Anna Karénine ◆ Leon Tolstoï : scandale de moeurs et portrait social de la Russie du 19ème

2 avr. 2019



Absolument pas calée en littérature russe classique, je me suis dit qu'il était plus que temps de remédier à ce triste état de fait. J'ai donc choisi l'hiver pour me plonger dans ces mots lointains. Car quoi de mieux que la saison du grand froid pour partir à la conquête des maux de la grande Russie ?


Intimidée par Guerre et Paix (dont j'avais adoré le téléfilm français avec Clémence Poesy), j'ai tout de même choisi Tolstoï et sa grande tradition romanesque en me lançant à l'assaut des 1000 pages d'Anna Karénine, son épopée familiale très personnelle.

 

résumé


" Tous les bonheurs se ressemblent
mais chaque infortune a sa physionomie particulière. "



Le pitch : Anna Karenine, c'est cette très belle femme, joyeuse et pleine d'esprit qui épousa ce comte, de vingt ans son ainé, conformément à la tradition russe du XIXème siècle. Le pays, en plein essor, semble pourtant sortir de son carcan séculaire et, si l'on sent gronder la révolte paysanne russe en toile de fond, annonçant bientôt la révolution d'octobre, les jeunes gens choisissent désormais de se marier par amour. Anna, qui jusque là se satisfaisait de sa vie de mère auprès de son mari, ponctuée par les mondanités de son rang, finit par succomber au charme du comte Vronskï, bel officier le plus prometteur et le plus en vue de Moscou. Noyée dans la volupté de leur idylle, il n'est plus question pour Anna de vivre une vie sans amour, quitte à perdre son honneur.   


Les thèmes :

le mariage ◆ la condition de la femme  l'ennui  
la condition paysanne  la révolte  l'amour  l'aristocratie russe


résumé 


Il m’aura donc fallu un peu moins d’un mois pour venir à bout des 985 pages d’Anna Karénine.

Comme son nom ne l’indique pas, le roman de Tolstoï brosse le portrait de l’aristocratie russe du 19ème, peu avant son irrémédiable déclin et la prise de pouvoir bolchevique.

Curieusement, le roman ne tourne pas autour de son personnage éponyme. Les personnages qui gravitent autour d’Anna Karénine ne sont pas moins importants qu’elle et sont mis en porte-à-faux, vis à vis des choix de vie différents qu’ils feront tous. Tout en les comparant, Tolstoï ne les juge jamais, ce qui est un aspect toujours très agréable dans une lecture.

A l'opposé d'un roman de Jane Austen où il n'est question que d'amour, Tolstoï aborde tous les aspects de la société russe du 19ème, bien que le couple et le mariage occupent une place fondamentale dans ce roman.
*****
Consignes:
- A) Répondez à ces questions à partir de l'extrait sur Anna Karénine :
(i) Quelle saison a été choisie pour se plonger dans la littérature russe ?
(ii) Combien d'années de plus qu'Anna le comte qu'elle épousa avait-il ?
(iii) Combien de temps a-t-il fallu pour venir à bout du roman ?
- B) Poursuivez l'extrait sur Anna Karénine à partir de sa dernière phrase.

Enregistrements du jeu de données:
*****
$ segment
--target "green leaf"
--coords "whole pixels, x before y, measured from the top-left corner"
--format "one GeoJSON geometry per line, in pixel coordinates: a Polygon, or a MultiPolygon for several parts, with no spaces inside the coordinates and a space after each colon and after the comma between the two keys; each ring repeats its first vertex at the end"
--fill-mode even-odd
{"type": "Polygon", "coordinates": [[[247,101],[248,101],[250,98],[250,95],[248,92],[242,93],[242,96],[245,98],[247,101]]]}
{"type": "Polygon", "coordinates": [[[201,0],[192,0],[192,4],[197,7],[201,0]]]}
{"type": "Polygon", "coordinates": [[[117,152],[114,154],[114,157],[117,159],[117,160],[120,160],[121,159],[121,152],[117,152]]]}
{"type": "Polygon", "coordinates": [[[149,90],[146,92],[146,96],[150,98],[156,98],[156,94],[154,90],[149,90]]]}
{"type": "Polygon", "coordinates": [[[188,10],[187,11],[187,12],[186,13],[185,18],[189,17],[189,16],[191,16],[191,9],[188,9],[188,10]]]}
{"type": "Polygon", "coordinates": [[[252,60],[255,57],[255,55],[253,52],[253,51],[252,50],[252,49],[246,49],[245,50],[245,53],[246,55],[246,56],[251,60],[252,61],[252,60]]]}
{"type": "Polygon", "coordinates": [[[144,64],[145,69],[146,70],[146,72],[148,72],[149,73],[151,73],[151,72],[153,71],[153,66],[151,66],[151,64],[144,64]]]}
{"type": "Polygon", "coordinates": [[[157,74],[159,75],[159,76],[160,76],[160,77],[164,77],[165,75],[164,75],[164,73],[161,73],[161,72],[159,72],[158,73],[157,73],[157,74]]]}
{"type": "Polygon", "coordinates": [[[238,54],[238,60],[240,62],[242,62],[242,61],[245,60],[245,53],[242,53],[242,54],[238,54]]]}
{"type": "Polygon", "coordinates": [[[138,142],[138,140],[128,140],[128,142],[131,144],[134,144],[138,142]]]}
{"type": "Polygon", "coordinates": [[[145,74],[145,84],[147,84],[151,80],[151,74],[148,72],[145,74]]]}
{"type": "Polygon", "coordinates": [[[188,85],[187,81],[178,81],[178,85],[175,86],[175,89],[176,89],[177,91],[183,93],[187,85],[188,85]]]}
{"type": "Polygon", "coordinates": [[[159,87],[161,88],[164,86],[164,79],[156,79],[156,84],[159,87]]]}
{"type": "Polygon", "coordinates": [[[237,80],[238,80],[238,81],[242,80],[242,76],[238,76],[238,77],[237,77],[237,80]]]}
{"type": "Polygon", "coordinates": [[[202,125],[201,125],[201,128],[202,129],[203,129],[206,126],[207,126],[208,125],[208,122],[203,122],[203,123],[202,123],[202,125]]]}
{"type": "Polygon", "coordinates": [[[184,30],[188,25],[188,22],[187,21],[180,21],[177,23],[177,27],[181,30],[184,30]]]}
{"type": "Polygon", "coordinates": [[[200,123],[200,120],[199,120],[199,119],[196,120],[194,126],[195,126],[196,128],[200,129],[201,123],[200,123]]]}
*****
Réponses par consigne:
- A)
(i) L'hiver.
(ii) Vingt ans.
(iii) Un peu moins d'un mois.

- B)
Attention cependant, l'usage des noms au cours des premières pages peut compliquer un lecteur non averti. Au début, j'étais complètement perdue dans les dénominations des personnages. La politesse russe, qui impose d'appeler princes et des princesses une palanquée de titres de noblesse, sans parler de l'utilisation très récurrente des deux noms d'un seul et même personnage.

Si comme moi tu n'as jamais ouvert un roman de littérature russe, attends-toi à être surpris. Les personnages ont trois noms, le prénom, le patronyme (qui correspond au prénom du père) et le nom de famille. Certains de ces noms se déclinant en ev/ov ou evna/ovna, en fonction du sexe du personnage. Leurs prénoms, parfois en russe parfois en français dans le texte sont passibles de rendre encore plus confus le lecteur lorsqu'ils se déclinent aussi en surnoms.

Si je n'ai pas retrouvé la magnificence des mots d'un style à la Brontë ou à la Flaubert, l'écriture reste agréable, et j'ai particulièrement aimé la finesse d'observation de l'auteur, qui s'appuie sur de petits éléments tels que l'éclat d'un regard, la position d'une main, pour retranscrire un sentiment.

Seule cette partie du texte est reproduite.